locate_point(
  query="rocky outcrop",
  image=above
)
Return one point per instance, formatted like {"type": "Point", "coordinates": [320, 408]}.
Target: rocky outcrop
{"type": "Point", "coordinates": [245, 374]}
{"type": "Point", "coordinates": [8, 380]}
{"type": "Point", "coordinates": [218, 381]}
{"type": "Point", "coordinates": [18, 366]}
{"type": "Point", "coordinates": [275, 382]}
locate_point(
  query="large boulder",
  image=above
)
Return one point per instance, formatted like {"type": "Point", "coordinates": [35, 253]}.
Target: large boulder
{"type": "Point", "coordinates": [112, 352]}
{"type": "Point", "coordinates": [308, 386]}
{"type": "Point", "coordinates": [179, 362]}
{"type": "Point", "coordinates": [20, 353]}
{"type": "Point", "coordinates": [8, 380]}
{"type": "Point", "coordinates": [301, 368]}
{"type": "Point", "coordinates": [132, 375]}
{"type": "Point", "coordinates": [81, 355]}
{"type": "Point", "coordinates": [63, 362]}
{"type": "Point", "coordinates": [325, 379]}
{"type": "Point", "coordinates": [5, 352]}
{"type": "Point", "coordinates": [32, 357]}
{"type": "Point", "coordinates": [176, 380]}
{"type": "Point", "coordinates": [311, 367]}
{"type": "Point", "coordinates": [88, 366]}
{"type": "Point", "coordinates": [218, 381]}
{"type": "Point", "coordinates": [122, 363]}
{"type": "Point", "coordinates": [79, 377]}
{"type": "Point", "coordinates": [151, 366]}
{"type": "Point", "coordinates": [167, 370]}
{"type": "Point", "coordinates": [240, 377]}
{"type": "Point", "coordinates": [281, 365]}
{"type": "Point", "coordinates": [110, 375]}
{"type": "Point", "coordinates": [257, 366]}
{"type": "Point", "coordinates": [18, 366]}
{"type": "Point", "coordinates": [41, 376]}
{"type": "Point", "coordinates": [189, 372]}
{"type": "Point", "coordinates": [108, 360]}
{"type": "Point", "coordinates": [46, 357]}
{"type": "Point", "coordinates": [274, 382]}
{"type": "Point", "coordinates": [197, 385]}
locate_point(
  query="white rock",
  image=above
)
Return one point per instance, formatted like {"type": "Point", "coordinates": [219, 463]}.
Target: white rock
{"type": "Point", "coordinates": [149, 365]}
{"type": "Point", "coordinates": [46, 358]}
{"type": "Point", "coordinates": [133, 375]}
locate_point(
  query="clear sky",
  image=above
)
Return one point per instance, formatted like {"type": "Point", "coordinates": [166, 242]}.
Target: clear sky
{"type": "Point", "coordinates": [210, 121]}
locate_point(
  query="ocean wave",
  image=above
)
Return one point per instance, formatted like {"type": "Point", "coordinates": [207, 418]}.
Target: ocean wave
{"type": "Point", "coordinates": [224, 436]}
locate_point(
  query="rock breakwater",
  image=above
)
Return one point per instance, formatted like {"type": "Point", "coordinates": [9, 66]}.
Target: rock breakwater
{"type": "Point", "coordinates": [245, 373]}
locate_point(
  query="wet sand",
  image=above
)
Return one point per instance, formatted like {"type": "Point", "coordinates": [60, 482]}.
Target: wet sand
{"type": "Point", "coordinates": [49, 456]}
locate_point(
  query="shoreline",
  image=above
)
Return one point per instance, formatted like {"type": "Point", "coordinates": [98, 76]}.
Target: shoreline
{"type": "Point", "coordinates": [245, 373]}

= = = = = = =

- _CHALLENGE_
Count the lines in the material above that contain the string "Return", treating uppercase and lowercase letters as distinct, and give only the resulting number.

- _OUTPUT BELOW_
8